* _Texto de origem_:
----------------

23.9.09

Vinte e três

Da luta que foi ter meu Atari à luta que é sobreviver com a merreca que a prefeitura me paga, se foram 23 anos. No início desse tempo eu estava descobrindo o que era rock, por que diabos eu tinha que saber quem era Mem de Sá e o que eram capitanias hereditárias. Eu era apenas um sujeito interiorano alienado, querendo o supracitado videogame e um par de tênis "de marca", qualquer uma que não fosse Motoca, Montreal, Kichute ou Conga.

Nesses 23 anos, eu tive uma terapia de choque musical. Das duplas sertanejas que ouvia e dos cantores populares com quem fazia coro debaixo do chuveiro (Minha interpretação de "Eu vou tirar você desse lugar" merece destaque), passei para a chamada Black Music que ouvia na maior novidade desde a caneta Pilot, a rádio FM, mais especificamente a Bandeirantes - antes de reduzir seu nome e seus neurônios. Ou o chamado "rock", que nada mais era que a versão pop das guitarras. Pra se ter ideia, eu conheci os Beatles não com seus hinos iê-iê-iê ou suas psicodelias, mas com os delírios bregas "Ob-la-di, ob-la-da" e "Lady Madonna". E debaixo do chuveiro comecei a treinar embromation com a versão de Sting para "Eu vou tirar...", chamada "Roxanne".

----------------

* _Registros listados_:
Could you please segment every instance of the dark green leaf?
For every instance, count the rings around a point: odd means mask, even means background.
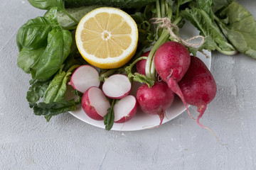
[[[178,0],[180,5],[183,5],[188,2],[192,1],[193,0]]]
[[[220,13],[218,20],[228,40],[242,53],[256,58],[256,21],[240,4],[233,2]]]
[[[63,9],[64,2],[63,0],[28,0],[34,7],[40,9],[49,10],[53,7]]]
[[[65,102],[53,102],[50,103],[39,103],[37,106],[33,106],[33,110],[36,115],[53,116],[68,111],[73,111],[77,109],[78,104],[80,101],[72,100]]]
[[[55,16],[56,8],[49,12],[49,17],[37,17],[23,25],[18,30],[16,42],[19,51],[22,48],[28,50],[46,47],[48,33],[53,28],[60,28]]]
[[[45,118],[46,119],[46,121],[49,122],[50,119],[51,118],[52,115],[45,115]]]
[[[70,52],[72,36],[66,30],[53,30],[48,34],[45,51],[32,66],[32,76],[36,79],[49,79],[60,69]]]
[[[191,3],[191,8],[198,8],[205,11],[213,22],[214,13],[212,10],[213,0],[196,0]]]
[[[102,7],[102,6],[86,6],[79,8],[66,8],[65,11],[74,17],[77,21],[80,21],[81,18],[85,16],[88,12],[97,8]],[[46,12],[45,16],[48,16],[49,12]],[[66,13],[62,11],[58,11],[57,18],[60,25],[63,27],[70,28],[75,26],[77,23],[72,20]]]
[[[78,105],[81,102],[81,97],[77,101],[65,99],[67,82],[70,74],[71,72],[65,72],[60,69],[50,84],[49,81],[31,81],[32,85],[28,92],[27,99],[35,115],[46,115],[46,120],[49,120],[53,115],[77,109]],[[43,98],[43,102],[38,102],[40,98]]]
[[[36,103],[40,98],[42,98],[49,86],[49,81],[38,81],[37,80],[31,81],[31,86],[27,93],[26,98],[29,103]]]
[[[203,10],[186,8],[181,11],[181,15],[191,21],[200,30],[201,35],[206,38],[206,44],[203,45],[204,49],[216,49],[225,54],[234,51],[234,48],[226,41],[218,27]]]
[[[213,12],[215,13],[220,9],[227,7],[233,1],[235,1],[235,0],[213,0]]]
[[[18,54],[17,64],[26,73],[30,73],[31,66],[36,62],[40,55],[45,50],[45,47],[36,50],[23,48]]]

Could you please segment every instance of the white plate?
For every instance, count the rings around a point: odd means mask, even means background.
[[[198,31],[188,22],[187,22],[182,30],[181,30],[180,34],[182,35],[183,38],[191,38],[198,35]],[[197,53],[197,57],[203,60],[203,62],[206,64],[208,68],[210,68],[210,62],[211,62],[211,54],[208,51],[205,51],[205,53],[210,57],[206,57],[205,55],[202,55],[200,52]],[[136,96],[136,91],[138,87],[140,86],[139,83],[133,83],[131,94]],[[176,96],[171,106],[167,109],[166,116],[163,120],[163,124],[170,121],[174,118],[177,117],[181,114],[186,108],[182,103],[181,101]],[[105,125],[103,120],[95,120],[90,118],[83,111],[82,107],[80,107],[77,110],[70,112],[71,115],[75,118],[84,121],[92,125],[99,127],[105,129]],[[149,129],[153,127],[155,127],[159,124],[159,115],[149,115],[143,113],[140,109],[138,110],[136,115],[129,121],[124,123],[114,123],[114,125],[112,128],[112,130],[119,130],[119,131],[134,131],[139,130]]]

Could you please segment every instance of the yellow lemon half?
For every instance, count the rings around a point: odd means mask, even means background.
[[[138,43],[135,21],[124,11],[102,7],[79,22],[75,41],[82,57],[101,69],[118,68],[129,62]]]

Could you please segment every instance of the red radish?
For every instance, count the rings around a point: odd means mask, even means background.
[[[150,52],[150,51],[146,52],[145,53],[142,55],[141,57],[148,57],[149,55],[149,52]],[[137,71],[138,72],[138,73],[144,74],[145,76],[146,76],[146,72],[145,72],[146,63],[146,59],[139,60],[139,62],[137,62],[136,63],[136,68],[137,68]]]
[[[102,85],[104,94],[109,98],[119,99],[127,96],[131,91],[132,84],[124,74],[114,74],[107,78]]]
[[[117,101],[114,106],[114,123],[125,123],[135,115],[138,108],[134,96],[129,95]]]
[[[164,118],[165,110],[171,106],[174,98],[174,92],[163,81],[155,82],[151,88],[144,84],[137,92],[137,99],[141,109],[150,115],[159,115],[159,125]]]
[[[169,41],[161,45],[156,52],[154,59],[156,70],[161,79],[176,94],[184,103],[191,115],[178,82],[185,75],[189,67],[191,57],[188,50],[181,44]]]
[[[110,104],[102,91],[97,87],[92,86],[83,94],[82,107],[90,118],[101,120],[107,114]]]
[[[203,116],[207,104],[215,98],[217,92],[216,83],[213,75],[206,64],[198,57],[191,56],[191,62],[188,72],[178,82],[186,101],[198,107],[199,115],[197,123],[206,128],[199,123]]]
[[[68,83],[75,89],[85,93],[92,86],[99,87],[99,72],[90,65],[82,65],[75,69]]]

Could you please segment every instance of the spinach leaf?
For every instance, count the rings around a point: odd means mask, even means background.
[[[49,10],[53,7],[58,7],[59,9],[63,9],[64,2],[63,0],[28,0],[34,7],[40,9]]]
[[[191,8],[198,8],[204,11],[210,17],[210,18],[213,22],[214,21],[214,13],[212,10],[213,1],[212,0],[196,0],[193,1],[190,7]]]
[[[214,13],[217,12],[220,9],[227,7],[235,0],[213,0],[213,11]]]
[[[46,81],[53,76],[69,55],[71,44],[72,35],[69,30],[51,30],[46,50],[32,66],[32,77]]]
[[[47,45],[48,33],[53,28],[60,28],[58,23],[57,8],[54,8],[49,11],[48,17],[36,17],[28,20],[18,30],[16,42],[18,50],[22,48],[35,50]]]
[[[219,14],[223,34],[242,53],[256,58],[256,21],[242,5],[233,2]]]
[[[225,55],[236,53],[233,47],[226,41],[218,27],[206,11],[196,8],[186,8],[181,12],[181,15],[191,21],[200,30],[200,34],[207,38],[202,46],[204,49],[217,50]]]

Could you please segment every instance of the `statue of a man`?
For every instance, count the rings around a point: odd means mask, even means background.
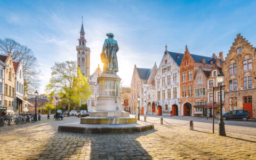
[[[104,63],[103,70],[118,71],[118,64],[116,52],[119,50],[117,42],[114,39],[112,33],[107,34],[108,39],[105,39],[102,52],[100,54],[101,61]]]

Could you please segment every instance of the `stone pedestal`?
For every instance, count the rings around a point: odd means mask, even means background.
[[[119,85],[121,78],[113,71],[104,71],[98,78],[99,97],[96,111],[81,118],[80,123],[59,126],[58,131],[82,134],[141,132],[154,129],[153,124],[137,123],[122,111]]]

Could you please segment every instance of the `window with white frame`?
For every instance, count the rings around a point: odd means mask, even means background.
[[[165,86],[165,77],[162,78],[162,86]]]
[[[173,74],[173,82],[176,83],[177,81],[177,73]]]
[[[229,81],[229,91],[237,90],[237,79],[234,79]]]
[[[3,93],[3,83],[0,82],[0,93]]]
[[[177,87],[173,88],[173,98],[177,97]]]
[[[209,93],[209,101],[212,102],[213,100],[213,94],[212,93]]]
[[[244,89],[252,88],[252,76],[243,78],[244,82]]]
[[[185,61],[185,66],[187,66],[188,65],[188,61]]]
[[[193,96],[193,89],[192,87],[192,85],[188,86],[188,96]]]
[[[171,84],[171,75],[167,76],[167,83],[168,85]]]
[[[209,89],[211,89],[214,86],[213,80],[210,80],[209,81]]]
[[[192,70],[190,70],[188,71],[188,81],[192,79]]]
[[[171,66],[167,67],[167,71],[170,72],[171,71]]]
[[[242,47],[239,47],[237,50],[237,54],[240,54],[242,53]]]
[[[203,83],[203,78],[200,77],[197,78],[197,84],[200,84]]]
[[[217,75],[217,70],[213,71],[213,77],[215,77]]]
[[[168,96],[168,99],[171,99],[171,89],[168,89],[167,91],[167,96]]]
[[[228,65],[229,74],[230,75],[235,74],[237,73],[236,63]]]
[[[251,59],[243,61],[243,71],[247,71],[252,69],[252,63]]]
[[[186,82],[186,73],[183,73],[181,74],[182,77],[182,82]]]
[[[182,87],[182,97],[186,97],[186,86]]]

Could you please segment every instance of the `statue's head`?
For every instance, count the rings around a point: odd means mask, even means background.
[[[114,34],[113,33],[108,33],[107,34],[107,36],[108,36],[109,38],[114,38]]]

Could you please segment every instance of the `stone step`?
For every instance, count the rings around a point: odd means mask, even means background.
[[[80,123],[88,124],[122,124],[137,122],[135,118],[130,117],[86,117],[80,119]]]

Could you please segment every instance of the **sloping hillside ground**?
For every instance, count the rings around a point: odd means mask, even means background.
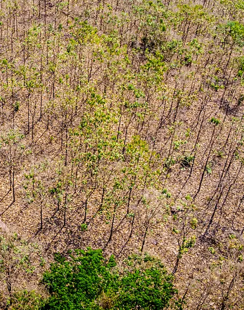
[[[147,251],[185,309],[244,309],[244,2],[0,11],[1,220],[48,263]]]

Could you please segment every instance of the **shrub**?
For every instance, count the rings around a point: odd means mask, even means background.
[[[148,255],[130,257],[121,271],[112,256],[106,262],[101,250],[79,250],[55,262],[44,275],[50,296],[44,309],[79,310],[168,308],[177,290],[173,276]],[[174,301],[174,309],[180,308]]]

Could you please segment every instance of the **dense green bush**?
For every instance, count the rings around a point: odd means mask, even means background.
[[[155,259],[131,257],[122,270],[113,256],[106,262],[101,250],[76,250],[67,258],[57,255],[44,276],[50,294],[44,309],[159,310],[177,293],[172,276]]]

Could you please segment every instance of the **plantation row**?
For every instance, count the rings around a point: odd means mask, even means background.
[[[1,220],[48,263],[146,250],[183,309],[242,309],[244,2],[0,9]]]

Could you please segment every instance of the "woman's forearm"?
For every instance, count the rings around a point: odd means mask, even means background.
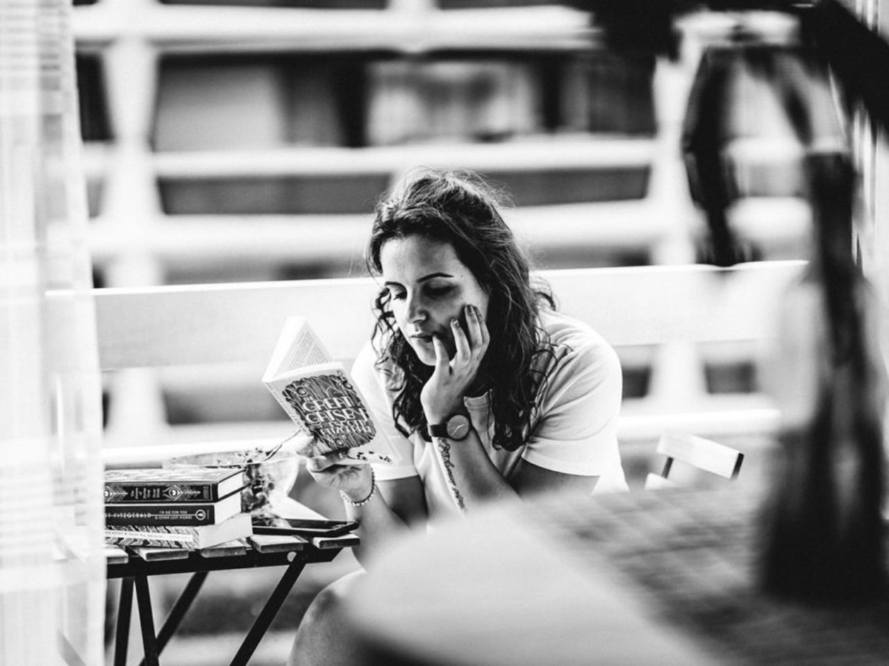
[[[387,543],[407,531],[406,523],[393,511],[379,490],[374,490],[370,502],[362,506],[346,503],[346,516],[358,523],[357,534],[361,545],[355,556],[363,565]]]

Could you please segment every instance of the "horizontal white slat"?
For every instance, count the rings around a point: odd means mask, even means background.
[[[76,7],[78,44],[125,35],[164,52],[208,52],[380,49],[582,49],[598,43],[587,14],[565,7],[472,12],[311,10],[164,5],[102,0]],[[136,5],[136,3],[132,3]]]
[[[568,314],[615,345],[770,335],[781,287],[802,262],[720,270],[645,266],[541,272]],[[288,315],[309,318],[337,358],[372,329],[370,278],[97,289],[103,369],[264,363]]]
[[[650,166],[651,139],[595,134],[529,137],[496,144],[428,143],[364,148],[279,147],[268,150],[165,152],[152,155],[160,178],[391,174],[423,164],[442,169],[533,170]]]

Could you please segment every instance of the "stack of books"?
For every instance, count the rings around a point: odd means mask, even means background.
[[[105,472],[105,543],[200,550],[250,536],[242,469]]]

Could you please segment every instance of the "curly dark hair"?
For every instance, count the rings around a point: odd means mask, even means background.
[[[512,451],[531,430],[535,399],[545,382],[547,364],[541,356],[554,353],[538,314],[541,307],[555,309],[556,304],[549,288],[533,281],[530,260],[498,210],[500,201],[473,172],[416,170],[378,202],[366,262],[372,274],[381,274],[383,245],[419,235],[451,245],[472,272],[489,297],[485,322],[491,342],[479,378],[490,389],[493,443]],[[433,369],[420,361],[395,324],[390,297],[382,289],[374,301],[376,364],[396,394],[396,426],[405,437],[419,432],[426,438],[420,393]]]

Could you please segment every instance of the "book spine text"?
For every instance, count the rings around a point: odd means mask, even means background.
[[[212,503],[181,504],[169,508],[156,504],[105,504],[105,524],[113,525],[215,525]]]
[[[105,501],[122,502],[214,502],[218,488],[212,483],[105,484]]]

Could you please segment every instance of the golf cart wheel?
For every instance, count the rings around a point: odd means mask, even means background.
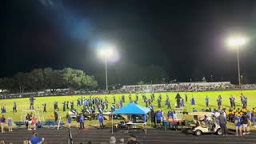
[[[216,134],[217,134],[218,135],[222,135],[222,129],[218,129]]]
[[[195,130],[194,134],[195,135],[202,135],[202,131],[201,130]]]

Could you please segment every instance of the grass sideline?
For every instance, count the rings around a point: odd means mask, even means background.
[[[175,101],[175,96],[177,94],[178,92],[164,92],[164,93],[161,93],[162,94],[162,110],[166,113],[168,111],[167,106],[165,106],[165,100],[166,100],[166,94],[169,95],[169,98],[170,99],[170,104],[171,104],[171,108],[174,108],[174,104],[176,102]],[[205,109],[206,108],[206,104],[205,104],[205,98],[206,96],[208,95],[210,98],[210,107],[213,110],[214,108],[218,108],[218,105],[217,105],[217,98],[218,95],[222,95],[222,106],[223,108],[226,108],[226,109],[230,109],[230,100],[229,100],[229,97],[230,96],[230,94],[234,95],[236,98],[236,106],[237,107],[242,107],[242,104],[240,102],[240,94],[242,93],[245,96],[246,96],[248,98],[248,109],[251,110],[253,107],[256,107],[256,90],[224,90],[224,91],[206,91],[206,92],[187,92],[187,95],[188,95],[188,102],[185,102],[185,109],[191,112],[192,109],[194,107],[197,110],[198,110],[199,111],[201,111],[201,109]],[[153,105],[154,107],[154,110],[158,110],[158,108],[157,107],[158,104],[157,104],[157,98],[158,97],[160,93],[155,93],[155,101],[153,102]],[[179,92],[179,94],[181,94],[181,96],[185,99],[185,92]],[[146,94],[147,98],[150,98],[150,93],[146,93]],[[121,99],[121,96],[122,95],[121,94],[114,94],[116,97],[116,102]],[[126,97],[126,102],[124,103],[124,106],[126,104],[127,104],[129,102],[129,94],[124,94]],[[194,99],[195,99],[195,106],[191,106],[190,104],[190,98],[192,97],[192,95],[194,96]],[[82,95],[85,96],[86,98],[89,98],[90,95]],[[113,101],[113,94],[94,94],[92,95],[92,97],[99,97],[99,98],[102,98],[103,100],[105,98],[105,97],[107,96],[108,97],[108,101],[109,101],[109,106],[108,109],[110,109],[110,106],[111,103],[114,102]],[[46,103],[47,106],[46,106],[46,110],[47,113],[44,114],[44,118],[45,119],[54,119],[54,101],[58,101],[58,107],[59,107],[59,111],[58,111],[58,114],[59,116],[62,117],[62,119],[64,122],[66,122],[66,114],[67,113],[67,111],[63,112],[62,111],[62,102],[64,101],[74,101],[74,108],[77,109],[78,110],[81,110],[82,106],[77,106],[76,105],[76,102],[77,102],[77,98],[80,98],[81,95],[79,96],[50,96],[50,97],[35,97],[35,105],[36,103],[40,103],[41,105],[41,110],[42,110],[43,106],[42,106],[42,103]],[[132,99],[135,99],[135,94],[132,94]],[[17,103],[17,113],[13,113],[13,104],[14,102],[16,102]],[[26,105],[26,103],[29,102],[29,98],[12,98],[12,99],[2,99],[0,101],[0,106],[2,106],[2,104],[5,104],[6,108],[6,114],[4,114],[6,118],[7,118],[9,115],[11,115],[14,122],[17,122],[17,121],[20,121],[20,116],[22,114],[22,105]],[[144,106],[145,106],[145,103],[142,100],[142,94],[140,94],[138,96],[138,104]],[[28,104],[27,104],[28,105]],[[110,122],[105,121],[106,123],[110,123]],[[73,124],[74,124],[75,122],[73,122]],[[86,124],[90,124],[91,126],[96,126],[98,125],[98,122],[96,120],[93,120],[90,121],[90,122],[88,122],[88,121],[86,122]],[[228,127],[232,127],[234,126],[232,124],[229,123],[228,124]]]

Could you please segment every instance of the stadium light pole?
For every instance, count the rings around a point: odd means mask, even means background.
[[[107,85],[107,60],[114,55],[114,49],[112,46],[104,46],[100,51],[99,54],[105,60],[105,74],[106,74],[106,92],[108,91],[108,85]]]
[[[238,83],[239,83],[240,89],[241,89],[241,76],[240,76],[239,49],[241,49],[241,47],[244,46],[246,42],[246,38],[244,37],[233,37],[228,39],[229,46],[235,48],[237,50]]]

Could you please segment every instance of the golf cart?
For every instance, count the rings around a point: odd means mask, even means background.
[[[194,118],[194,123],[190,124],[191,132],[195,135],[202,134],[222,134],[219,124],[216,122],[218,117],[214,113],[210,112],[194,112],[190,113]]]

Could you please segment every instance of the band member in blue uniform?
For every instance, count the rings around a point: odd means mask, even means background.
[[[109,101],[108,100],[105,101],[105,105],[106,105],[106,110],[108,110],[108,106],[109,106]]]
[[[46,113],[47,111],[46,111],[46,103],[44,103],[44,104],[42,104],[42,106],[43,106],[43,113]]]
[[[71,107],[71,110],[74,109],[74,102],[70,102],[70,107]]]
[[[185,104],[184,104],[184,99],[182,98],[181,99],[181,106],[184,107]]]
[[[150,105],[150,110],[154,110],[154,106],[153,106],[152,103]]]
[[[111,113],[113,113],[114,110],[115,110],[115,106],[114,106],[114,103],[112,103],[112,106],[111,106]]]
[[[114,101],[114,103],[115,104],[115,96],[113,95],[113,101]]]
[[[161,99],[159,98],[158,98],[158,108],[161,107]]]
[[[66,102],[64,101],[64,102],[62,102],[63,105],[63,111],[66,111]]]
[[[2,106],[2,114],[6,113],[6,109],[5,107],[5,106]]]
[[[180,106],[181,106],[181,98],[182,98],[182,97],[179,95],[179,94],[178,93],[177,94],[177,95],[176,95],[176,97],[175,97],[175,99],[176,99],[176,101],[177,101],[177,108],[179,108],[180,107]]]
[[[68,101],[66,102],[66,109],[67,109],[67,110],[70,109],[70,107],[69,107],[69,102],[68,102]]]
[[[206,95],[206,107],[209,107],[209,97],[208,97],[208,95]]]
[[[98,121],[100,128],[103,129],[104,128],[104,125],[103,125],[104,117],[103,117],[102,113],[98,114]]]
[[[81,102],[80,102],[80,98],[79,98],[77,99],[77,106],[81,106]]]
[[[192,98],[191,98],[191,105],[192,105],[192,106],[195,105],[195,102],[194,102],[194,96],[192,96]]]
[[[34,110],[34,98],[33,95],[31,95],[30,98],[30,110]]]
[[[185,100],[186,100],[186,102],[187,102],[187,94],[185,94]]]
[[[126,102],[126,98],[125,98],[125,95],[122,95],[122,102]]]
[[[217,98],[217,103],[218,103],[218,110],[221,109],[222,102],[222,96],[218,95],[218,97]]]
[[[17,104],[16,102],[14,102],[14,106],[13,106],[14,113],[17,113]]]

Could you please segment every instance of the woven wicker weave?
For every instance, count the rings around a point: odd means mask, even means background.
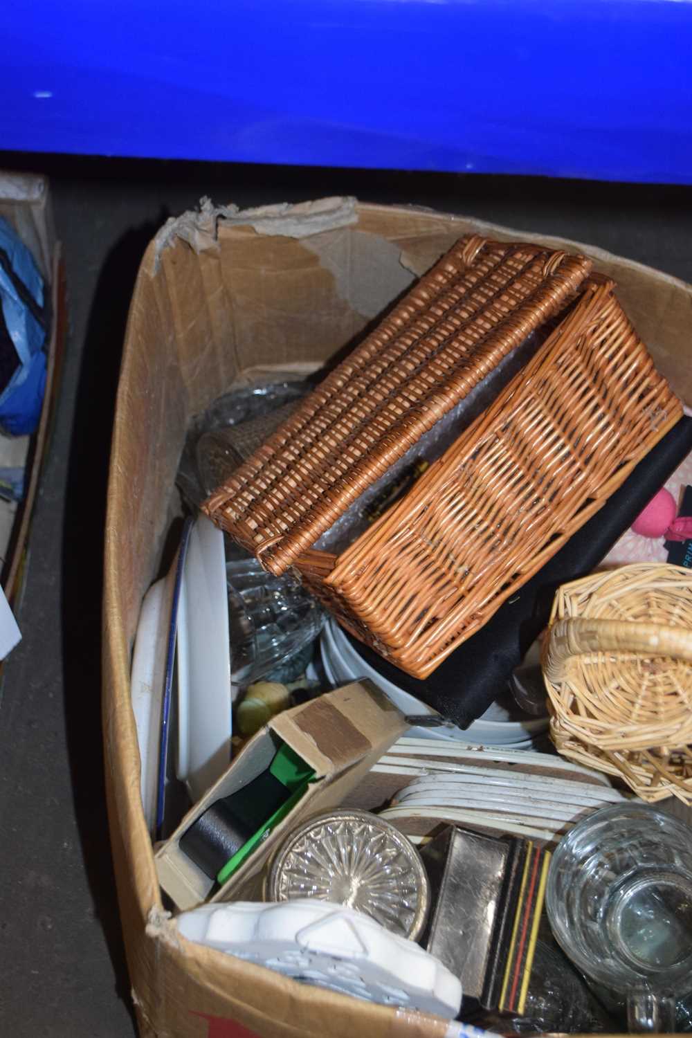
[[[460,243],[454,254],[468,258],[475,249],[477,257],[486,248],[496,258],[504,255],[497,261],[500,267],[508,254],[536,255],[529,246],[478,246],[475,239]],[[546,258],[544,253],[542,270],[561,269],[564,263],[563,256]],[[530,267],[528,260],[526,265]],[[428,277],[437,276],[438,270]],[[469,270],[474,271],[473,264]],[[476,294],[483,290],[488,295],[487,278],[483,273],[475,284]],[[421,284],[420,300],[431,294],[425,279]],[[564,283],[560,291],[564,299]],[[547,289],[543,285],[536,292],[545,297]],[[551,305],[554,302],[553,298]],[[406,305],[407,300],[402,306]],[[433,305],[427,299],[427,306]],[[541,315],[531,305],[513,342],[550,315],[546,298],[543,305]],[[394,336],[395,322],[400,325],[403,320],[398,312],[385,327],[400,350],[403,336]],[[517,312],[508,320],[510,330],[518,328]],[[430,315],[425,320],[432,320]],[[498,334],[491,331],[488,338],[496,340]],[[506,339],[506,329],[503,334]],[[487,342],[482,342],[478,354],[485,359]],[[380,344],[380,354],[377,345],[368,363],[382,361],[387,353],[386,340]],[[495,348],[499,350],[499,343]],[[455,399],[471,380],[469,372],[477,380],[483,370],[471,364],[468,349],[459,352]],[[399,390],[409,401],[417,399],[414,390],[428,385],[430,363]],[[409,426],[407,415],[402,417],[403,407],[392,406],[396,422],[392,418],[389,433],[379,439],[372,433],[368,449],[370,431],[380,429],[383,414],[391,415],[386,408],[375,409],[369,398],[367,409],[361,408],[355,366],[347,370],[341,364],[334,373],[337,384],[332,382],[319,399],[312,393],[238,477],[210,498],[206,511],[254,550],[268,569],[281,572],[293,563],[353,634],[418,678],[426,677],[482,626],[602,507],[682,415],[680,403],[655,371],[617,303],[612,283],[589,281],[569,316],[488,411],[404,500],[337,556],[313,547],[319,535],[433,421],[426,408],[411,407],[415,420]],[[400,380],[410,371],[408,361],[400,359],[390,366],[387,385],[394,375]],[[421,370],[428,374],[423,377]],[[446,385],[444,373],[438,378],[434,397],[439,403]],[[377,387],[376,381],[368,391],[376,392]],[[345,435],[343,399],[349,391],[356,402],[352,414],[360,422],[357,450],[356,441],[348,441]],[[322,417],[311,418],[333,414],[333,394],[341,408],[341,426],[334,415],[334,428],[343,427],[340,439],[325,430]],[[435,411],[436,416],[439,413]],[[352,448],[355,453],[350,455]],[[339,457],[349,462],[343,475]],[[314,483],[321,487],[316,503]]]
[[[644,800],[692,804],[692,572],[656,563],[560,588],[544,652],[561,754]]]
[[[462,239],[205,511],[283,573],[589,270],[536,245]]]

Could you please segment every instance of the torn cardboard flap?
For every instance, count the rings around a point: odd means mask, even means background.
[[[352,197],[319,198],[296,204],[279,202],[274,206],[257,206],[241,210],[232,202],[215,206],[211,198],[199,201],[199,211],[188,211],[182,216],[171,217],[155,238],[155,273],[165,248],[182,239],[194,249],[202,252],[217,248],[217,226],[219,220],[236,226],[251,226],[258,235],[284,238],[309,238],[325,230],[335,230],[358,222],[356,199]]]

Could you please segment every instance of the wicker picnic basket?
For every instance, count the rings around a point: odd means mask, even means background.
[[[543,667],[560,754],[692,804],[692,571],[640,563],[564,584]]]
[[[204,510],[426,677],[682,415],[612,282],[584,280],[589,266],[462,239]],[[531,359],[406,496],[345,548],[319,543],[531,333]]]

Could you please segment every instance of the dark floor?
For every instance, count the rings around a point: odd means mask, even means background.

----------------

* _Tarefa_:
No texto sobre os 23 anos, qual é o trecho que abre com as palavras que contêm "Vinte e três" e fecha com "Kichute ou Conga."? Transcreva-o literalmente.

* _Resolução_:
Vinte e três

Da luta que foi ter meu Atari à luta que é sobreviver com a merreca que a prefeitura me paga, se foram 23 anos. No início desse tempo eu estava descobrindo o que era rock, por que diabos eu tinha que saber quem era Mem de Sá e o que eram capitanias hereditárias. Eu era apenas um sujeito interiorano alienado, querendo o supracitado videogame e um par de tênis "de marca", qualquer uma que não fosse Motoca, Montreal, Kichute ou Conga.